The request: Print exactly the lines from the line with "Identify the tree bark" to the last line of the data, please, both included.

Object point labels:

•••

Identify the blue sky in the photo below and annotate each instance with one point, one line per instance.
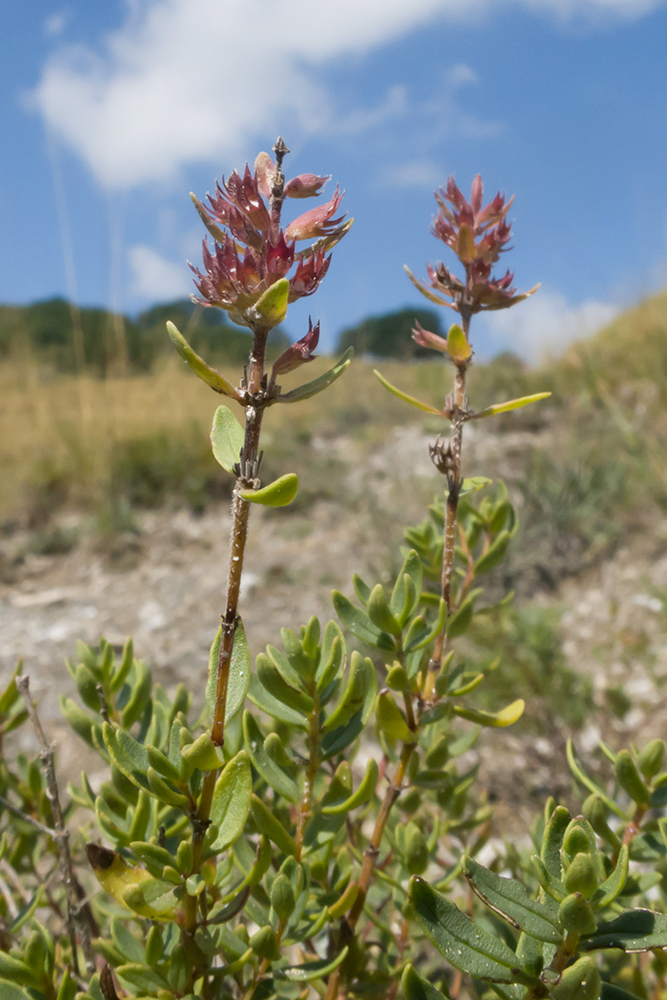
(112, 112)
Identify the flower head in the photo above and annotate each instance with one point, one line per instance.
(478, 235)
(252, 250)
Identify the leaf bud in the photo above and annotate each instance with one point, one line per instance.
(416, 850)
(580, 981)
(410, 801)
(576, 841)
(282, 897)
(595, 812)
(651, 758)
(184, 857)
(629, 778)
(581, 875)
(397, 679)
(264, 943)
(577, 915)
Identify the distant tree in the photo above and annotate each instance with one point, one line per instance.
(388, 335)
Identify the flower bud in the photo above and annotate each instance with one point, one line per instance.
(581, 875)
(577, 915)
(580, 981)
(282, 897)
(305, 186)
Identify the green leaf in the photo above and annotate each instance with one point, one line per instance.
(311, 970)
(458, 346)
(359, 624)
(271, 827)
(227, 438)
(633, 931)
(588, 783)
(391, 721)
(505, 717)
(9, 991)
(279, 493)
(416, 988)
(239, 673)
(276, 709)
(270, 677)
(272, 306)
(465, 945)
(199, 366)
(268, 769)
(231, 801)
(614, 885)
(359, 694)
(364, 792)
(512, 404)
(495, 554)
(380, 613)
(510, 899)
(426, 407)
(317, 385)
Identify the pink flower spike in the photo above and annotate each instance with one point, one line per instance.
(298, 354)
(316, 222)
(427, 339)
(305, 186)
(265, 168)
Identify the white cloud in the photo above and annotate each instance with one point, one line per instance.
(156, 279)
(186, 82)
(545, 324)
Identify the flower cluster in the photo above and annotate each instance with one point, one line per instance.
(477, 235)
(251, 251)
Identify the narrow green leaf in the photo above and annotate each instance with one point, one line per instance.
(510, 899)
(634, 931)
(239, 673)
(276, 709)
(364, 792)
(614, 885)
(512, 404)
(359, 624)
(426, 407)
(391, 721)
(231, 801)
(271, 827)
(268, 769)
(311, 970)
(199, 366)
(270, 677)
(227, 437)
(588, 783)
(505, 717)
(465, 945)
(317, 385)
(416, 988)
(279, 493)
(359, 694)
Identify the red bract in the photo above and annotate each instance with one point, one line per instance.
(251, 251)
(316, 222)
(298, 354)
(477, 235)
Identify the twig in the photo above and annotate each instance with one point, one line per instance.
(73, 890)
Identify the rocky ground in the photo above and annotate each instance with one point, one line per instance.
(164, 586)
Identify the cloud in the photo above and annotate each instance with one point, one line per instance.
(545, 324)
(156, 279)
(184, 82)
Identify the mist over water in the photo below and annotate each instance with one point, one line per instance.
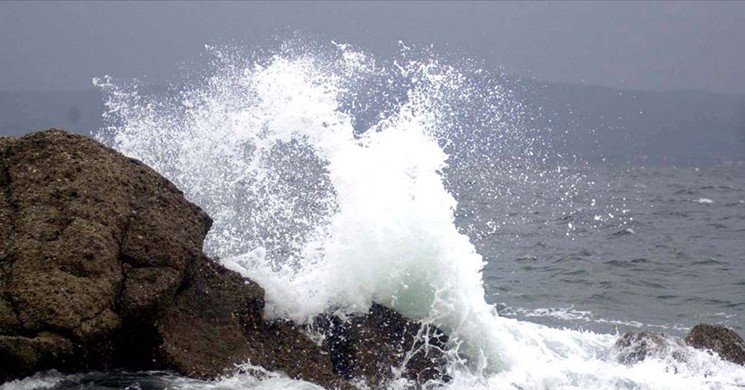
(333, 180)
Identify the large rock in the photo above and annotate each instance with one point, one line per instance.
(80, 222)
(723, 341)
(101, 266)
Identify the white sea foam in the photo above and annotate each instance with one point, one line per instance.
(328, 217)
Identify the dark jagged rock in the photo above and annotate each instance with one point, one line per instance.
(101, 267)
(723, 341)
(371, 346)
(634, 347)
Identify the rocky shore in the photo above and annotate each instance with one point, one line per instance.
(101, 267)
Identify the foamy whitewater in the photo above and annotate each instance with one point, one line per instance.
(325, 172)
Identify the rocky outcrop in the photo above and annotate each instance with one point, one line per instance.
(633, 347)
(101, 266)
(723, 341)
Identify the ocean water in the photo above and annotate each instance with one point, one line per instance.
(336, 179)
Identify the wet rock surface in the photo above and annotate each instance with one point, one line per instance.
(723, 341)
(633, 347)
(101, 267)
(371, 346)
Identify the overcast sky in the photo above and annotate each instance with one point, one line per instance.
(631, 45)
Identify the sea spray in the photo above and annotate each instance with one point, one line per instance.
(326, 172)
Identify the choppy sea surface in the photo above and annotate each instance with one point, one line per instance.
(336, 179)
(663, 249)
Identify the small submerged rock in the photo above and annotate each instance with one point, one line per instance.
(723, 341)
(382, 345)
(634, 347)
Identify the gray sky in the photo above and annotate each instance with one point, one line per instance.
(631, 45)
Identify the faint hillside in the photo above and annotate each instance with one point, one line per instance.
(23, 112)
(591, 123)
(681, 127)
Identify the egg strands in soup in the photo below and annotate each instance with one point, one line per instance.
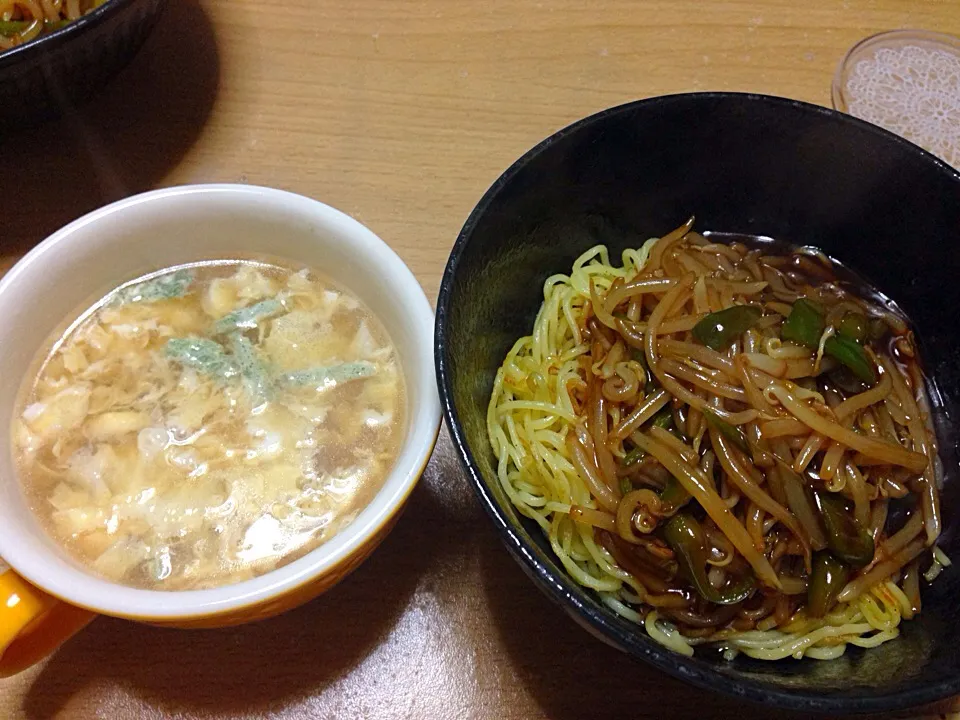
(208, 423)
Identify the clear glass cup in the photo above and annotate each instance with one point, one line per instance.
(907, 81)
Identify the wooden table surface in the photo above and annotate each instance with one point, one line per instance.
(400, 113)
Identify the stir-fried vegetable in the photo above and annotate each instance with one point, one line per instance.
(204, 355)
(718, 330)
(685, 537)
(730, 432)
(828, 578)
(846, 538)
(852, 355)
(673, 496)
(854, 326)
(805, 325)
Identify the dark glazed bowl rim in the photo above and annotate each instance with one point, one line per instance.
(559, 586)
(24, 53)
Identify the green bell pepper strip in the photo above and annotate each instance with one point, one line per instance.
(854, 326)
(828, 577)
(730, 432)
(805, 325)
(686, 538)
(718, 330)
(847, 539)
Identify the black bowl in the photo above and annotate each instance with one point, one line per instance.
(48, 76)
(745, 164)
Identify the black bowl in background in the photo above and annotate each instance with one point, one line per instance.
(49, 75)
(745, 164)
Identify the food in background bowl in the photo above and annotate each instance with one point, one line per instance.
(210, 422)
(24, 20)
(732, 445)
(231, 250)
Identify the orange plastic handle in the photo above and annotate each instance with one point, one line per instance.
(32, 623)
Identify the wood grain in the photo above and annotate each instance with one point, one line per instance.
(401, 114)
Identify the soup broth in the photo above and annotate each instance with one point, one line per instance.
(208, 423)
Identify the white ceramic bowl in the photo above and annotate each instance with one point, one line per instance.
(92, 255)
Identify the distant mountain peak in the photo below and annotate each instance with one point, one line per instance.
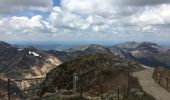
(4, 44)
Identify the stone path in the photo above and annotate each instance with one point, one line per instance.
(150, 86)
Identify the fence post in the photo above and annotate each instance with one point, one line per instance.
(128, 82)
(101, 91)
(9, 90)
(75, 78)
(160, 79)
(156, 76)
(167, 80)
(118, 92)
(124, 90)
(81, 87)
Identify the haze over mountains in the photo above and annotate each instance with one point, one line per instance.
(147, 53)
(18, 63)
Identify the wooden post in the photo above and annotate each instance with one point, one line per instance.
(75, 78)
(167, 80)
(101, 91)
(156, 76)
(9, 89)
(159, 79)
(124, 90)
(118, 92)
(81, 87)
(128, 82)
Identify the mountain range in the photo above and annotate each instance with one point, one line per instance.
(146, 53)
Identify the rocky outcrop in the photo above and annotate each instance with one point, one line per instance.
(90, 67)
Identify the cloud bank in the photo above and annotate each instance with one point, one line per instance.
(112, 20)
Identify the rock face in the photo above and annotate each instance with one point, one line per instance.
(90, 67)
(17, 63)
(147, 53)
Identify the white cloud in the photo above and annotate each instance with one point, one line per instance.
(153, 15)
(24, 25)
(90, 19)
(12, 6)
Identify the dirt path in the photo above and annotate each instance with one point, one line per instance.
(150, 86)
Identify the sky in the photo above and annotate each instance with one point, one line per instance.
(84, 20)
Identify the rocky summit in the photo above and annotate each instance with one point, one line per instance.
(90, 67)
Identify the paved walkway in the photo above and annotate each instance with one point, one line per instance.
(150, 86)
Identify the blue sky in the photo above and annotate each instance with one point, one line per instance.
(84, 21)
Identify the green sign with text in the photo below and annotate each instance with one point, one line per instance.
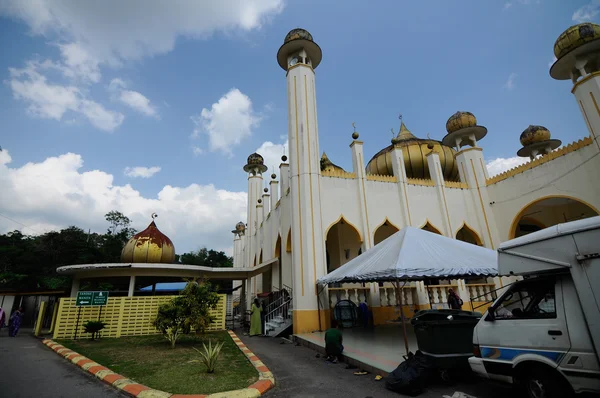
(87, 299)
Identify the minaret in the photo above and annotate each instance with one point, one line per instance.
(254, 167)
(577, 51)
(299, 56)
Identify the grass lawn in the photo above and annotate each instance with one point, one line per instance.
(149, 360)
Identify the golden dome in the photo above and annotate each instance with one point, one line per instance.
(534, 134)
(575, 37)
(460, 120)
(149, 246)
(415, 162)
(327, 165)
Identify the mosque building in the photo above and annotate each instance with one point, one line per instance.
(319, 216)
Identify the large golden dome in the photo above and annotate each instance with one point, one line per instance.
(414, 150)
(149, 246)
(575, 37)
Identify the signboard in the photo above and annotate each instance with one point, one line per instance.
(87, 299)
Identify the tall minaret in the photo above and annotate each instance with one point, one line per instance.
(577, 51)
(299, 56)
(255, 167)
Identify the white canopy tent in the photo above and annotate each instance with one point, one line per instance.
(414, 254)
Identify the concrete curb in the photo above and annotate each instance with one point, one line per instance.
(265, 382)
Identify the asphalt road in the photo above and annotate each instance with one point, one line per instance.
(30, 369)
(298, 373)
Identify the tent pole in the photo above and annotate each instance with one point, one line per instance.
(399, 295)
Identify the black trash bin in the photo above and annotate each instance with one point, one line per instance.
(446, 336)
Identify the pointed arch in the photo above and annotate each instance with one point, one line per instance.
(467, 234)
(384, 231)
(277, 252)
(288, 242)
(428, 226)
(548, 211)
(343, 220)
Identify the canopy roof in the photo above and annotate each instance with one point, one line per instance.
(413, 253)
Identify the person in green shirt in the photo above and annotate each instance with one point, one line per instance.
(333, 342)
(255, 321)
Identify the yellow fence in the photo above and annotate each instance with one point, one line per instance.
(124, 316)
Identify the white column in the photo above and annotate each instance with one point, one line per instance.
(131, 286)
(435, 171)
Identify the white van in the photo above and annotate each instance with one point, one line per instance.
(543, 333)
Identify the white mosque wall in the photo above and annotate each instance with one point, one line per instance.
(573, 175)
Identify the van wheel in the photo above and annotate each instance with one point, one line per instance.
(545, 383)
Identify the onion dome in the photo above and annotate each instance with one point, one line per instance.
(415, 162)
(575, 37)
(460, 120)
(327, 165)
(255, 163)
(536, 140)
(240, 228)
(576, 44)
(149, 246)
(296, 40)
(534, 134)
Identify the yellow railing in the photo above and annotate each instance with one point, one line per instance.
(124, 316)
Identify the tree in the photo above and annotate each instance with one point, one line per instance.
(188, 311)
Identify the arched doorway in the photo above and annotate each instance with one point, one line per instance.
(429, 227)
(342, 243)
(466, 234)
(384, 231)
(546, 212)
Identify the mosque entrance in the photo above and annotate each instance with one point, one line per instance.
(546, 212)
(343, 243)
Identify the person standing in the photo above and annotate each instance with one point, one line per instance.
(255, 319)
(14, 324)
(333, 342)
(454, 301)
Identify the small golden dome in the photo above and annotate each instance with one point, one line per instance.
(460, 120)
(327, 165)
(149, 246)
(575, 37)
(415, 162)
(534, 134)
(297, 34)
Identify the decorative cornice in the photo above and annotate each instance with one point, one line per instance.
(456, 184)
(420, 181)
(381, 178)
(541, 160)
(338, 174)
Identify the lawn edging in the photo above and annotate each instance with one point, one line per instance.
(265, 382)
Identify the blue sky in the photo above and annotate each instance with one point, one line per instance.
(186, 92)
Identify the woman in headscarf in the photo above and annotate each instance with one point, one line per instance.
(14, 324)
(255, 321)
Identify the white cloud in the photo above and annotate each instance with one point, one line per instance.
(272, 153)
(116, 31)
(510, 83)
(227, 122)
(500, 165)
(57, 193)
(52, 101)
(587, 12)
(133, 99)
(144, 172)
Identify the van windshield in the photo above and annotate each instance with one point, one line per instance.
(528, 301)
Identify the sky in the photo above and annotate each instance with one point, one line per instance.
(150, 106)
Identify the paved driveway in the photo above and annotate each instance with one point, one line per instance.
(299, 373)
(30, 369)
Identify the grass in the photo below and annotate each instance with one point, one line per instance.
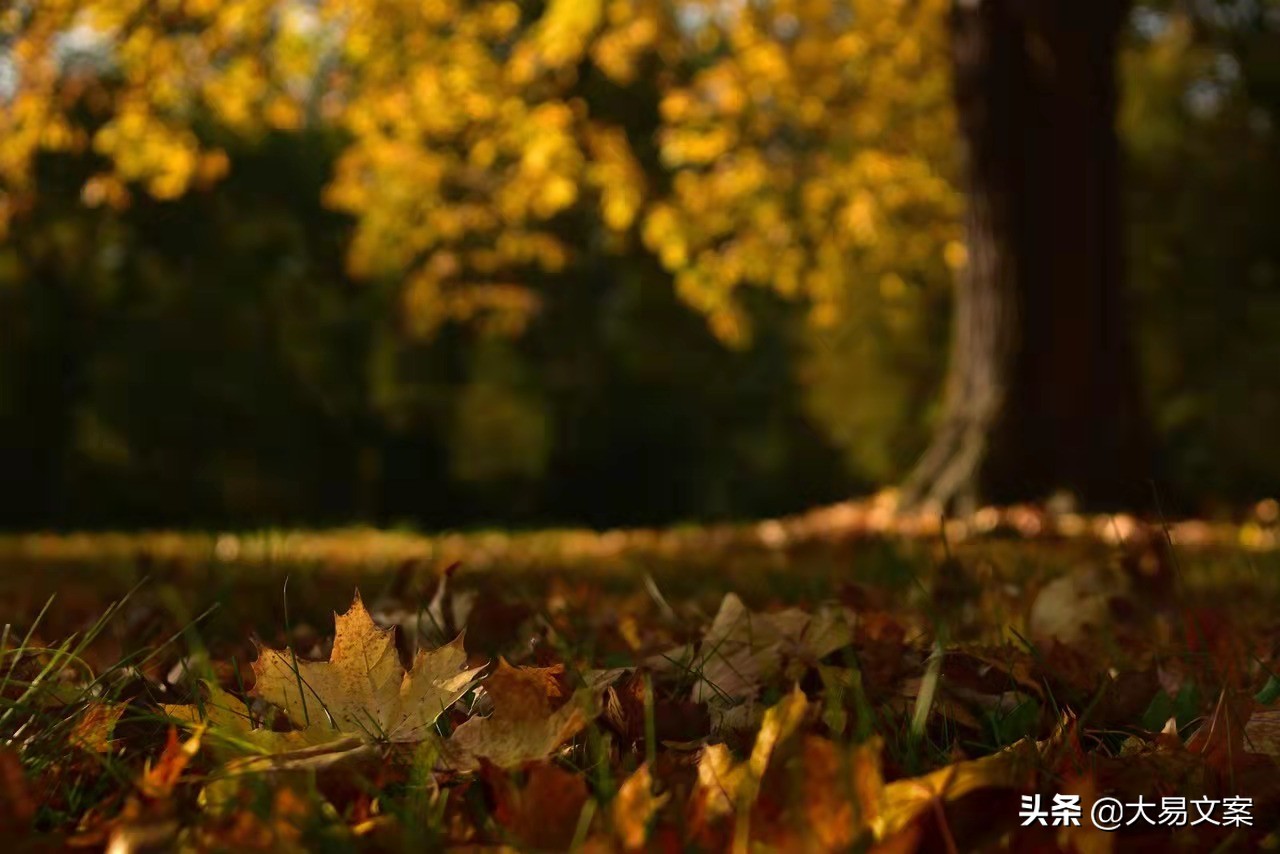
(941, 674)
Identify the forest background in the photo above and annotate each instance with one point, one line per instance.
(456, 264)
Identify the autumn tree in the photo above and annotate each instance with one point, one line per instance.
(1041, 392)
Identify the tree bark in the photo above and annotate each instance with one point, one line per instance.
(1042, 392)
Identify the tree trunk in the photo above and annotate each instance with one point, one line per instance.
(1042, 393)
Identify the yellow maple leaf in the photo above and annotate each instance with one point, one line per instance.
(364, 689)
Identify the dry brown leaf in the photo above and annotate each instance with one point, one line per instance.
(904, 800)
(635, 807)
(728, 786)
(228, 720)
(364, 689)
(17, 804)
(529, 718)
(94, 729)
(542, 813)
(743, 651)
(842, 791)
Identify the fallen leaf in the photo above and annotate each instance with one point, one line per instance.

•••

Complete output:
Identify the tree bark in the photo above and annotate each instance with one point, one line per instance.
(1042, 392)
Identify the tree trunk in the photo above and annotate each instance with one point, one line per instance.
(1042, 393)
Identify the yellow maple leaf in the photo above and annotate each instance with one point, one line per instance.
(364, 689)
Identify the dry brown leaf in the photo above and annotate each instance with one point, one line per instance.
(904, 800)
(635, 807)
(728, 786)
(228, 720)
(364, 689)
(17, 804)
(529, 718)
(94, 729)
(542, 813)
(743, 651)
(842, 791)
Identify the fallen leaf in the photo above and annotate each instance with one point, one line per instance.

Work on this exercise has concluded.